[Entries from a dataset]
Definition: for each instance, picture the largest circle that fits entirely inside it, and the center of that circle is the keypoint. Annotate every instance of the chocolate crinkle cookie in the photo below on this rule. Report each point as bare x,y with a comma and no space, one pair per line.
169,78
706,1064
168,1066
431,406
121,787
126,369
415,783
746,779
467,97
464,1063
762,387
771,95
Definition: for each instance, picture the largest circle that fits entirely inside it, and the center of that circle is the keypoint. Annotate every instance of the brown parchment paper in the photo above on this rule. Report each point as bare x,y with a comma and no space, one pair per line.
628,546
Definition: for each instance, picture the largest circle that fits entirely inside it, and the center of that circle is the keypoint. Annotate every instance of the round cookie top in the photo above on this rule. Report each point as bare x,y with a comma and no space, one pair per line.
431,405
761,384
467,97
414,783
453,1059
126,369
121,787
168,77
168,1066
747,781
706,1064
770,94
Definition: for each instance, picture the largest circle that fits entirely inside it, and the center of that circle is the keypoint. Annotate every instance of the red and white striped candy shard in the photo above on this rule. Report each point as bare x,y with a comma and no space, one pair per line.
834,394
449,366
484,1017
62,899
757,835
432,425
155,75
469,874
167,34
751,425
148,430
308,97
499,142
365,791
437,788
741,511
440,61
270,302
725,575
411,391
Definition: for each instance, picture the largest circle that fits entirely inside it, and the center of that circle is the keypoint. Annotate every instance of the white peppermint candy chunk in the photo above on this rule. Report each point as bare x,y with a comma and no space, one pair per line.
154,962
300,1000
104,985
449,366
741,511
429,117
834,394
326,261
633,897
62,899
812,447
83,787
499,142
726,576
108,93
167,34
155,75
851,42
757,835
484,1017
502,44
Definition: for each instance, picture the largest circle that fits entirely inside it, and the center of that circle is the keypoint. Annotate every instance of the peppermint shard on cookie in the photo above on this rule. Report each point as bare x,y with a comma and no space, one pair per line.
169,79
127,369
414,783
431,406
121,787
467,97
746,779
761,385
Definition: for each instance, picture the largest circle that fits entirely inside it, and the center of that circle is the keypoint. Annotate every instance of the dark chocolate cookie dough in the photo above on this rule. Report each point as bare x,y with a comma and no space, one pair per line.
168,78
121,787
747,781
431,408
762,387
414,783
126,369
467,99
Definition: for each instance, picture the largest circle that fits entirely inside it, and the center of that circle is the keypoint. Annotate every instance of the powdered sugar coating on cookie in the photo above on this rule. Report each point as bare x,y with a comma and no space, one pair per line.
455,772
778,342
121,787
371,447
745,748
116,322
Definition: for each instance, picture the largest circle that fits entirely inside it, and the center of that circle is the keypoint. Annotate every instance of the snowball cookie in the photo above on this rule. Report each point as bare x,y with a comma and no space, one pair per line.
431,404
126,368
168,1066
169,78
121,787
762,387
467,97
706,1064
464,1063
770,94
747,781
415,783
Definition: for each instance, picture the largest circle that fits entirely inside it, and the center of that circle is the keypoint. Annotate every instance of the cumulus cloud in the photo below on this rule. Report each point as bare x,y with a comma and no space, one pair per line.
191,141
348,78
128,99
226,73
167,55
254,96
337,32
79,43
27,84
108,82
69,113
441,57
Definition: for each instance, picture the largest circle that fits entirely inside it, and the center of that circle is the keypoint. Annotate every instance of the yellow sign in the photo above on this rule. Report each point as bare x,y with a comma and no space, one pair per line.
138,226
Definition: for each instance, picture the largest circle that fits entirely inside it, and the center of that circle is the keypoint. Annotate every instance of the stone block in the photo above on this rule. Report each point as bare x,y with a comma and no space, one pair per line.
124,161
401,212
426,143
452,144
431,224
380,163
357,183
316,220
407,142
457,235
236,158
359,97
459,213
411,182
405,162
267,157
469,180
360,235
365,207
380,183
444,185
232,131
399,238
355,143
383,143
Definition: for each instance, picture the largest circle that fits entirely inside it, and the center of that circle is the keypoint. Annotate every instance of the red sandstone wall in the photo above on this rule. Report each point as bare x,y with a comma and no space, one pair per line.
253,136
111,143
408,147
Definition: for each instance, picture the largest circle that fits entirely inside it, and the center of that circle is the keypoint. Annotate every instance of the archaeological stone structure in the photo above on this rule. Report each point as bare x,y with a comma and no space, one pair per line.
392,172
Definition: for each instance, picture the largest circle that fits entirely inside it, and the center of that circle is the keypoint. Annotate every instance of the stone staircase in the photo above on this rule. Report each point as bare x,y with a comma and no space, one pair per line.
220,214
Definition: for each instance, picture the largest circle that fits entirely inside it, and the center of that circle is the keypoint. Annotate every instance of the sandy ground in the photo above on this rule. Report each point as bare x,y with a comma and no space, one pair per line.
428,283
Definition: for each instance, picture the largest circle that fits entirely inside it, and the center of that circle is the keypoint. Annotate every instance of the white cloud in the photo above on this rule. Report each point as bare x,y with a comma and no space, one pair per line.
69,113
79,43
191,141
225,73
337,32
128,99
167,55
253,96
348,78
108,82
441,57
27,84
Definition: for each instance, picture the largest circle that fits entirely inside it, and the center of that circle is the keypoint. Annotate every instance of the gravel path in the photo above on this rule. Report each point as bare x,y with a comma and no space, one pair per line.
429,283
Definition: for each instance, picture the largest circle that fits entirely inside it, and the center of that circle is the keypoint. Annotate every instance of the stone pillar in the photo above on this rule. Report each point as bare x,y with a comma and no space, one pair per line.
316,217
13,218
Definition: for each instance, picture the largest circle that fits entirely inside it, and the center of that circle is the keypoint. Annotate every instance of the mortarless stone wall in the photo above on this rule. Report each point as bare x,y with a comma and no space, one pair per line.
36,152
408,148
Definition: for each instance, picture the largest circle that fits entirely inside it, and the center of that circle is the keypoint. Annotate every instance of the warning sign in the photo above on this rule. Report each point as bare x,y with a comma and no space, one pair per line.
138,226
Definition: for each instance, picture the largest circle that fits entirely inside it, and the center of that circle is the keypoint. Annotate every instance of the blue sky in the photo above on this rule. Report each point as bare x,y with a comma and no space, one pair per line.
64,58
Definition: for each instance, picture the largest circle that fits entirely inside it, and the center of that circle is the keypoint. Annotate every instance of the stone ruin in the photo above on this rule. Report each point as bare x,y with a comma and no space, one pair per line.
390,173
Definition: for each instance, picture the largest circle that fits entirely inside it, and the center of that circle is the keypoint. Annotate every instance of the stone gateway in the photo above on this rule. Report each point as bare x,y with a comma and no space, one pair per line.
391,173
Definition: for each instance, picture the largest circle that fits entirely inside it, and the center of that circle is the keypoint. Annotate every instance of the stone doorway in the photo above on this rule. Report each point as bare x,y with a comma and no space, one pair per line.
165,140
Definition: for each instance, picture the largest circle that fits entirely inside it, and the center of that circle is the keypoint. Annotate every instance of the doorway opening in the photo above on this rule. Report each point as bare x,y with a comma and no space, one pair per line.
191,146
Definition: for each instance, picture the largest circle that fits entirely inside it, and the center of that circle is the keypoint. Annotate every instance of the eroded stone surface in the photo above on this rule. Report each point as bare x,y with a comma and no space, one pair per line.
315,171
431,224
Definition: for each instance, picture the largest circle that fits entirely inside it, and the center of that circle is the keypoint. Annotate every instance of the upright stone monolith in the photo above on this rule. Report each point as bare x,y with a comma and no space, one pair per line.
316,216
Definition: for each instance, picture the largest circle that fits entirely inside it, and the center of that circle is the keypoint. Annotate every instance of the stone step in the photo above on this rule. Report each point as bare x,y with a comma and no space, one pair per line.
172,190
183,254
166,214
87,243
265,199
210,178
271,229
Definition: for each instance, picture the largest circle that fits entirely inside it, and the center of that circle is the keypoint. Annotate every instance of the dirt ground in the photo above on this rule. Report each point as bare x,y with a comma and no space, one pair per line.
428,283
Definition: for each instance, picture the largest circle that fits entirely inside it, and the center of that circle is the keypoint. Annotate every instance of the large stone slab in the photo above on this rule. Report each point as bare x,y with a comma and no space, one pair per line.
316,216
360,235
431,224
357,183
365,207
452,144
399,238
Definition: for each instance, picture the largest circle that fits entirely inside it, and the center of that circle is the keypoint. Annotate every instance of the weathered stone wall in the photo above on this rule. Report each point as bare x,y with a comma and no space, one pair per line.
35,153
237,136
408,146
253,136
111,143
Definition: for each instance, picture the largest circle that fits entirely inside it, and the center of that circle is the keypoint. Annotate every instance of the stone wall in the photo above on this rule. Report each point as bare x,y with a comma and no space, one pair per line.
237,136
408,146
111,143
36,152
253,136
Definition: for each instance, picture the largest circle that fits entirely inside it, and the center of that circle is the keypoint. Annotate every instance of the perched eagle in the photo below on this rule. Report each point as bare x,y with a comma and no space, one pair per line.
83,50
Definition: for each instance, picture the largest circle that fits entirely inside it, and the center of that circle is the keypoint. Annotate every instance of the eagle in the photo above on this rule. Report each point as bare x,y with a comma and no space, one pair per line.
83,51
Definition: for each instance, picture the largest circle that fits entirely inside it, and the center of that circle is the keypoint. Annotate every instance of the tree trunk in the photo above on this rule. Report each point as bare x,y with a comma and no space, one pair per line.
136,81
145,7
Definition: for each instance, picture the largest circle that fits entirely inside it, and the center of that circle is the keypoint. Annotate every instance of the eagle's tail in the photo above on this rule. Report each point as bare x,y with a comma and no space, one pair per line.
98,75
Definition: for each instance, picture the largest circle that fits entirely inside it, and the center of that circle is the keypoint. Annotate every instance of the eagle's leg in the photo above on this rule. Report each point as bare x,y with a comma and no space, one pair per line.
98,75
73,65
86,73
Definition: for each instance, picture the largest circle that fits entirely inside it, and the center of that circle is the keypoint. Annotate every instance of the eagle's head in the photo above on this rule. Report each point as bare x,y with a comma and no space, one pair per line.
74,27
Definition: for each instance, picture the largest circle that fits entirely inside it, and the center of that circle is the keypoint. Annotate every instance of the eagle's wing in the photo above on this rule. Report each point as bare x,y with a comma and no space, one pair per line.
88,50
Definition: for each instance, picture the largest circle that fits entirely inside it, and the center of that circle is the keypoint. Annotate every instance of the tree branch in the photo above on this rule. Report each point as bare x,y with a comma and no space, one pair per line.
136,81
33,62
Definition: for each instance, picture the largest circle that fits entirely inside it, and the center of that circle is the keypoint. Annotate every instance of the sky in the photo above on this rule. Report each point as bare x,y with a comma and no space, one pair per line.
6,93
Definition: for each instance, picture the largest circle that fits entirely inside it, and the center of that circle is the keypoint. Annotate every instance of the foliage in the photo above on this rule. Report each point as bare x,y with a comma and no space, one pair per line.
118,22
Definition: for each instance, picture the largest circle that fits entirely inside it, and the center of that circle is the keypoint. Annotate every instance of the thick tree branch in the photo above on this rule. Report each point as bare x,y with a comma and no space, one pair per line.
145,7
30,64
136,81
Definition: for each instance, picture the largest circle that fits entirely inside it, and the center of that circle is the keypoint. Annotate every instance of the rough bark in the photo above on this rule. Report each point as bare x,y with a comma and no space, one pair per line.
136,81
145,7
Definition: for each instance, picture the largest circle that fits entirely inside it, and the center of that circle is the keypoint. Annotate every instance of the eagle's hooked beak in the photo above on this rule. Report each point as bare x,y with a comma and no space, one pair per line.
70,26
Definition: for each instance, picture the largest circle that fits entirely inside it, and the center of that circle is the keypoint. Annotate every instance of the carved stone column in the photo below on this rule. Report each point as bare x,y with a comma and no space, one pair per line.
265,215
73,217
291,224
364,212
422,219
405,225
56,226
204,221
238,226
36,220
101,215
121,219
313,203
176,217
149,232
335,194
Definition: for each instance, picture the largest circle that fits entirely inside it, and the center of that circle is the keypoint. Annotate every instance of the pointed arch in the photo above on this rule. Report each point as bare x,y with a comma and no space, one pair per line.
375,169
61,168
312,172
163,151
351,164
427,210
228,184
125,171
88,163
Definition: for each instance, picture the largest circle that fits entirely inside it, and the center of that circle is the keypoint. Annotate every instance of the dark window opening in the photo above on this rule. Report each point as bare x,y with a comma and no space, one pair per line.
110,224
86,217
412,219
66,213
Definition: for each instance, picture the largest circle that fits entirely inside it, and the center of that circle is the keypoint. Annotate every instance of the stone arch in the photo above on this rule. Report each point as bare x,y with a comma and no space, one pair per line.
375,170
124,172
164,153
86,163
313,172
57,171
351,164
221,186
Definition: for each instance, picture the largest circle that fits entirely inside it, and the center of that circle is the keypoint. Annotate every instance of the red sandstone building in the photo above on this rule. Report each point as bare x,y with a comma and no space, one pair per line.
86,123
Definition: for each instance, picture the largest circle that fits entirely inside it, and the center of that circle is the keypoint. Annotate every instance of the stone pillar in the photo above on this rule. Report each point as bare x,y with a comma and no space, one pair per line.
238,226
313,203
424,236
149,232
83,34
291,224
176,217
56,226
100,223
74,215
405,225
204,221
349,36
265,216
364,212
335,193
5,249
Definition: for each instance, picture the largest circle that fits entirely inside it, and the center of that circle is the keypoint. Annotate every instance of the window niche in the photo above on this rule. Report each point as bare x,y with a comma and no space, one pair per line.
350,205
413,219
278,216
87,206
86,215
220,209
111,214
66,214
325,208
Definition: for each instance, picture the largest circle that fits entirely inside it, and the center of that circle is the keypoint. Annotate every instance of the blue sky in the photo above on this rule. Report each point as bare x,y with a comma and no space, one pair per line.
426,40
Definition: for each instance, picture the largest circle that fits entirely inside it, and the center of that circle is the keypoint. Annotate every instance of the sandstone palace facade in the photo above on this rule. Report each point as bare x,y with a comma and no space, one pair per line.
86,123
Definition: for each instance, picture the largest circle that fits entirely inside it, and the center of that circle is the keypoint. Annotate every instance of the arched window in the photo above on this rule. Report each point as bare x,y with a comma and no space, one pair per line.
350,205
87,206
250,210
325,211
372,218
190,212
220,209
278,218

→ **The exercise**
Retype the entries word for word, starting at the line with "of the sandstone" and going through the last line of the entries, keeping both ends.

→ **Answer for the task**
Definition: for each instance, picture the largest circle that fits entirely inside it, and the center of that circle is the keypoint. Annotate every instance of the sandstone palace facade in the photo above on this rule. Report each point as bare x,y with a comma and no space, one pair per line.
86,123
Definition: for each instance, picture the largest circle that fits entirely inside it, and the center of that circle is the keypoint. Annotate every instance of the arched window in the photo above on this rule. Report each point as bare x,y with a comma and no space, one pair per line.
350,205
87,206
250,210
325,211
372,218
190,212
220,209
278,218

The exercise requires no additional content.